* _Source extract_

--- --- ---

Statements don't have values and instead modify the state of some conceptual machine.
In a purely functional language there would be no statements, in the sense that there's no way to manipulate state (they might still have a syntactic construct named "statement", but unless it manipulates state I wouldn't call it a statement in this sense). In a purely procedural language there would be no expressions, everything would be an instruction which manipulates the state of the machine.
Haskell would be an example of a purely functional language because there is no way to manipulate state. Machine code would be an example of a purely procedural language because everything in a program is a statement which manipulates the state of the registers and memory of the machine.
The confusing part is that the vast majority of programming languages contain both expressions and statements, allowing you to mix paradigms. Languages can be classified as more functional or more procedural based on how much they encourage the use of statements vs expressions.
For example, C would be more functional than COBOL because a function call is an expression, whereas calling a sub program in COBOL is a statement (that manipulates the state of shared variables and doesn't return a value). Python would be more functional than C because it allows you to express conditional logic as an expression using short circuit evaluation (test && path1 || path2 as opposed to if statements). Scheme would be more functional than Python because everything in scheme is an expression.
You can still write in a functional style in a language which encourages the procedural paradigm and vice versa. It's just harder and/or more awkward to write in a paradigm which isn't encouraged by the language.
Procedural programming divides sequences of statements and conditional constructs into separate blocks called procedures that are parameterized over arguments that are (non-functional) values.
Functional programming is the same except that functions are first-class values, so they can be passed as arguments to other functions and returned as results from function calls.
Note that functional programming is a generalization of procedural programming in this interpretation. However, a minority interpret "functional programming" to mean side-effect-free which is quite different but irrelevant for all major functional languages except Haskell.
To expand on Konrad's comment:
Because of this, functional code is generally easier to parallelize. Since there are (generally) no side effects of the functions, and they (generally) just act on their arguments, a lot of concurrency issues go away.
Functional programming is also used when you need to be capable of proving your code is correct. This is much harder to do with procedural programming (not easy with functional, but still easier).
Disclaimer: I haven't used functional programming in years, and only recently started looking at it again, so I might not be completely correct here. :)
@Creighton:
In Haskell there is a library function called product:
or simply:
so the "idiomatic" factorial
would simply be
Funtional Programming
Procedural Programming
function_to_add_one
is a functionprocedure_to_add_one
is a procedureEven if you run the function five times, every time it will return 2
If you run the procedure five times, at the end of fifth run it will give you 6.

--- --- ---

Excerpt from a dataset
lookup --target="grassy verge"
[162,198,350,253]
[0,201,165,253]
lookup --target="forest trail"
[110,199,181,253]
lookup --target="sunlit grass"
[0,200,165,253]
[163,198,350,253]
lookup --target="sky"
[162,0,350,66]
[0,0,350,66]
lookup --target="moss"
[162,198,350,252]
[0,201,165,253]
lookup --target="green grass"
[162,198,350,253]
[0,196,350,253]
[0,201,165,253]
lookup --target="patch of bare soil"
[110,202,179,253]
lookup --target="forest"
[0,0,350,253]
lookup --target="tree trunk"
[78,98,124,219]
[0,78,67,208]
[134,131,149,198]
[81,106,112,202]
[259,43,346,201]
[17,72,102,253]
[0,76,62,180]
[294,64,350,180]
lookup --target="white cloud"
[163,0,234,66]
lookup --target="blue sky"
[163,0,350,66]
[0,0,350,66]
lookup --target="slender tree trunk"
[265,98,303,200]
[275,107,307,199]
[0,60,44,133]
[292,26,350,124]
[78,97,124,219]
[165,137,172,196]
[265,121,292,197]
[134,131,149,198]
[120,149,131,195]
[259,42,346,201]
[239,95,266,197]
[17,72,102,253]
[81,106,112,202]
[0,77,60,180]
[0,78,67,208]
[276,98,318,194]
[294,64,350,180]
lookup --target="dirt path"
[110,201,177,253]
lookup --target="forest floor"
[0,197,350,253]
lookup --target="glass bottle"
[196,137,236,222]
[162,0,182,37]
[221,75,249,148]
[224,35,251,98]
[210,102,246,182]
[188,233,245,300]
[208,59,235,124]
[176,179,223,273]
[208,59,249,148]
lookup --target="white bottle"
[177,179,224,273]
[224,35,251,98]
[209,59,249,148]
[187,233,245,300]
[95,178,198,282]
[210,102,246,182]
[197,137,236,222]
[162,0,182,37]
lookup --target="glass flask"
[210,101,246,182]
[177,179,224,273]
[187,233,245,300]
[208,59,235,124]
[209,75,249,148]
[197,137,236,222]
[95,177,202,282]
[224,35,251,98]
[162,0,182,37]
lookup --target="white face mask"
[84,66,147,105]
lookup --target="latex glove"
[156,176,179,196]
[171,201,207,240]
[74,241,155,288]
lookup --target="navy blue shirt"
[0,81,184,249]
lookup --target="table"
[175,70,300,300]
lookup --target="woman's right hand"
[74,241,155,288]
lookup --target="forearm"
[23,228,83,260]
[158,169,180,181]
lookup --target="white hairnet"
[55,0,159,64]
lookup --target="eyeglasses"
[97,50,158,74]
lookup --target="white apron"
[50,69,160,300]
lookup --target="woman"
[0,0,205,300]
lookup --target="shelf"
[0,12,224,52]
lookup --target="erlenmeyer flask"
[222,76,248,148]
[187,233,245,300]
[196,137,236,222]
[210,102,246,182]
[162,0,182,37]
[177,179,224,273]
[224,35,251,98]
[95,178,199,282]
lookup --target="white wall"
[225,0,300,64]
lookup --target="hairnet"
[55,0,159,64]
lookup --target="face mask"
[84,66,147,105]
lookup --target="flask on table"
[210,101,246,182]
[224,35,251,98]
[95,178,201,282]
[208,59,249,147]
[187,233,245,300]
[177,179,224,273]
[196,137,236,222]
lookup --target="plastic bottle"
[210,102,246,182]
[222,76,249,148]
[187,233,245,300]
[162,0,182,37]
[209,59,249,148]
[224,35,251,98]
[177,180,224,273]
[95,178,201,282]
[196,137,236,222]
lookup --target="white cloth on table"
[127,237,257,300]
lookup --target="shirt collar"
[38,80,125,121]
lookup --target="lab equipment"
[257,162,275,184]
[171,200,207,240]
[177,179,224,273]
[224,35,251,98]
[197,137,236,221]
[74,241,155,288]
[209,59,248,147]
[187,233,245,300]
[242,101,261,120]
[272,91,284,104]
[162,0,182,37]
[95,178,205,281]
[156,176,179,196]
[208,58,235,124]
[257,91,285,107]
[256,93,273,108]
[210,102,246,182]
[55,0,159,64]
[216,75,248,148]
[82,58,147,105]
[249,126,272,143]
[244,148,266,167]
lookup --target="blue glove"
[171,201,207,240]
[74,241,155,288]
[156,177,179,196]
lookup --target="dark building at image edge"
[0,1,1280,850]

--- --- ---

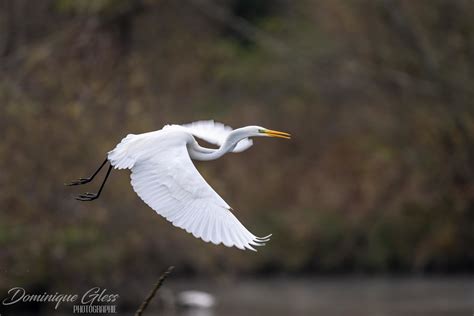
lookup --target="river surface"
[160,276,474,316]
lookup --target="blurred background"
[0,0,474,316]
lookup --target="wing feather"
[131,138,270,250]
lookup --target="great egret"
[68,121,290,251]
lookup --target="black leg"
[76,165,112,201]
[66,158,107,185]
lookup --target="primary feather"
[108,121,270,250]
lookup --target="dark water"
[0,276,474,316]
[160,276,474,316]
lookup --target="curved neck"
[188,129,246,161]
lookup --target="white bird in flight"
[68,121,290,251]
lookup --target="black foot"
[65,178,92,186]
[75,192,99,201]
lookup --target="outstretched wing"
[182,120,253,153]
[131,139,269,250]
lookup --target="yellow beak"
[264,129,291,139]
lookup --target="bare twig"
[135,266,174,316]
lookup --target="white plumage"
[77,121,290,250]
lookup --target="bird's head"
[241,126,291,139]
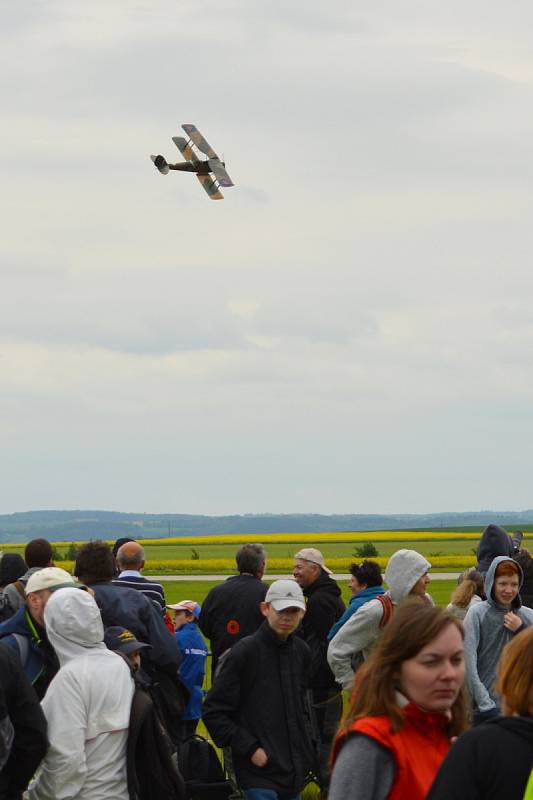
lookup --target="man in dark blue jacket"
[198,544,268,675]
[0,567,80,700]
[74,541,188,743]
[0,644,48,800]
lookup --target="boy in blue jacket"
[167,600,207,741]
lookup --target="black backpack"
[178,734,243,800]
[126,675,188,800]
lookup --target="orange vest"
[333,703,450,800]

--- --- ---

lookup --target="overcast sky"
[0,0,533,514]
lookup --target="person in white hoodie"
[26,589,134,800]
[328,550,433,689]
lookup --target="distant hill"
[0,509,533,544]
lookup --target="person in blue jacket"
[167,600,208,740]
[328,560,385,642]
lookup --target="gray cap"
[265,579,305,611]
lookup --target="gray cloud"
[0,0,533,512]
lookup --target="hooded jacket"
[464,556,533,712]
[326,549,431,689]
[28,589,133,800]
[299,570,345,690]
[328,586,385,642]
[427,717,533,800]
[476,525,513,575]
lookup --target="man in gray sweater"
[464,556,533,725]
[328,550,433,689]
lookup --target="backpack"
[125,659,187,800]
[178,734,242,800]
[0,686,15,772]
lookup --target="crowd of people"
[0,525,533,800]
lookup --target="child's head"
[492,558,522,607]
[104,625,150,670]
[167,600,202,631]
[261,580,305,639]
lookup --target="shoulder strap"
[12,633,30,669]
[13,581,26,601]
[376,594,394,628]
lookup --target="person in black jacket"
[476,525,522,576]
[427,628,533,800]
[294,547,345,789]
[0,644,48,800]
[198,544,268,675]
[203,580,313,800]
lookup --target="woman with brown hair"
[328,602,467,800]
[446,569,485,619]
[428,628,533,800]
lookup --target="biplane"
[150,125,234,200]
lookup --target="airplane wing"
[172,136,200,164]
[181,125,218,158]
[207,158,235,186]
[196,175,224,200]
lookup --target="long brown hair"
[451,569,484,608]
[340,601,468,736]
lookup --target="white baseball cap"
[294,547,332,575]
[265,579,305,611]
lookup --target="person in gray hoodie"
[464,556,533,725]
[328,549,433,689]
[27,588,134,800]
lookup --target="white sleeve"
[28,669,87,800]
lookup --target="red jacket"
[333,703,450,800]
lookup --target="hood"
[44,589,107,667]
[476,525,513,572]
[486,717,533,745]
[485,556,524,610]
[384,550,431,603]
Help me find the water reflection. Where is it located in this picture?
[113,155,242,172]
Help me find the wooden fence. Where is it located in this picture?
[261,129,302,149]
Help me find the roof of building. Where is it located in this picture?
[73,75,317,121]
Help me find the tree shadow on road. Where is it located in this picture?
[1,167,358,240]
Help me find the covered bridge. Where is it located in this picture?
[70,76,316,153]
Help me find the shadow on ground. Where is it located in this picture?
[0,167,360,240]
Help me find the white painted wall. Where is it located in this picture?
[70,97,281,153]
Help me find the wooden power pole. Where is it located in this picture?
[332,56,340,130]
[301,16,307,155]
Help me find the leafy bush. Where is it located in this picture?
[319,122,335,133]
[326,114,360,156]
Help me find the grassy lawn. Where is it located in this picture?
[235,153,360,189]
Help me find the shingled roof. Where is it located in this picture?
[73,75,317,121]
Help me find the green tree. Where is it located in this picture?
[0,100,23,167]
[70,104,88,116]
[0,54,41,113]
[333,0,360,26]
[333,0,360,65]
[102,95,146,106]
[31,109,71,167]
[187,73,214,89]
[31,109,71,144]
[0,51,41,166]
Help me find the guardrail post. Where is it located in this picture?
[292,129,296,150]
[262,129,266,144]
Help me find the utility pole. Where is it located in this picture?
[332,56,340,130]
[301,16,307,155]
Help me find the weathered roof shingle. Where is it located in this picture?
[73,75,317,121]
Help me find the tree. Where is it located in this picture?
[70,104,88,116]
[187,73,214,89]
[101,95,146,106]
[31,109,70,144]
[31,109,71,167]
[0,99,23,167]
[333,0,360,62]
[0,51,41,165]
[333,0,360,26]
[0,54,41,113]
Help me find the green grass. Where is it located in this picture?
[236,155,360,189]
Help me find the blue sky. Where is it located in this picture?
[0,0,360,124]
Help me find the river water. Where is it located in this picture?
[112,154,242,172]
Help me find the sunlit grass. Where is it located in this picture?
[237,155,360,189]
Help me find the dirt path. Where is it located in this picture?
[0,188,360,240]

--- --- ---

* _Direction A_
In the text on functional versus procedural programming, what makes Scheme more functional than Python?
* _Direction B_
Duplicate everything in the programming paradigms text from "Functional programming is the" down to "but still easier).".
* _Direction C_
Finish out the next part of the text on functional and procedural programming, starting after its final sentence.

* _Reply A_
Everything in Scheme is an expression.

* _Reply B_
Functional programming is the same except that functions are first-class values, so they can be passed as arguments to other functions and returned as results from function calls.
Note that functional programming is a generalization of procedural programming in this interpretation. However, a minority interpret "functional programming" to mean side-effect-free which is quite different but irrelevant for all major functional languages except Haskell.
To expand on Konrad's comment:
Because of this, functional code is generally easier to parallelize. Since there are (generally) no side effects of the functions, and they (generally) just act on their arguments, a lot of concurrency issues go away.
Functional programming is also used when you need to be capable of proving your code is correct. This is much harder to do with procedural programming (not easy with functional, but still easier).

* _Reply C_
Konrad said:
The order of evaluation in a purely functional program may be hard(er) to reason about (especially with laziness) or even unimportant but I think that saying it is not well defined makes it sound like you can't tell if your program is going to work at all!
Perhaps a better explanation would be that control flow in functional programs is based on when the value of a function's arguments are needed. The Good Thing about this that in well written programs, state becomes explicit: each function lists its inputs as parameters instead of arbitrarily munging global state. So on some level, it is easier to reason about order of evaluation with respect to one function at a time. Each function can ignore the rest of the universe and focus on what it needs to do. When combined, functions are guaranteed to work the same[1] as they would in isolation.
The solution to the input problem in purely functional programs is to embed an imperative language as a DSL using a sufficiently powerful abstraction. In imperative (or non-pure functional) languages this is not needed because you can "cheat" and pass state implicitly and order of evaluation is explicit (whether you like it or not). Because of this "cheating" and forced evaluation of all parameters to every function, in imperative languages 1) you lose the ability to create your own control flow mechanisms (without macros), 2) code isn't inherently thread safe and/or parallelizable by default, 3) and implementing something like undo (time travel) takes careful work (imperative programmer must store a recipe for getting the old value(s) back!), whereas pure functional programming buys you all these things—and a few more I may have forgotten—"for free".
I hope this doesn't sound like zealotry, I just wanted to add some perspective. Imperative programming and especially mixed paradigm programming in powerful languages like C# 3.0 are still totally effective ways to get things done and there is no silver bullet.
[1] ... except possibly with respect memory usage (cf. foldl and foldl' in Haskell).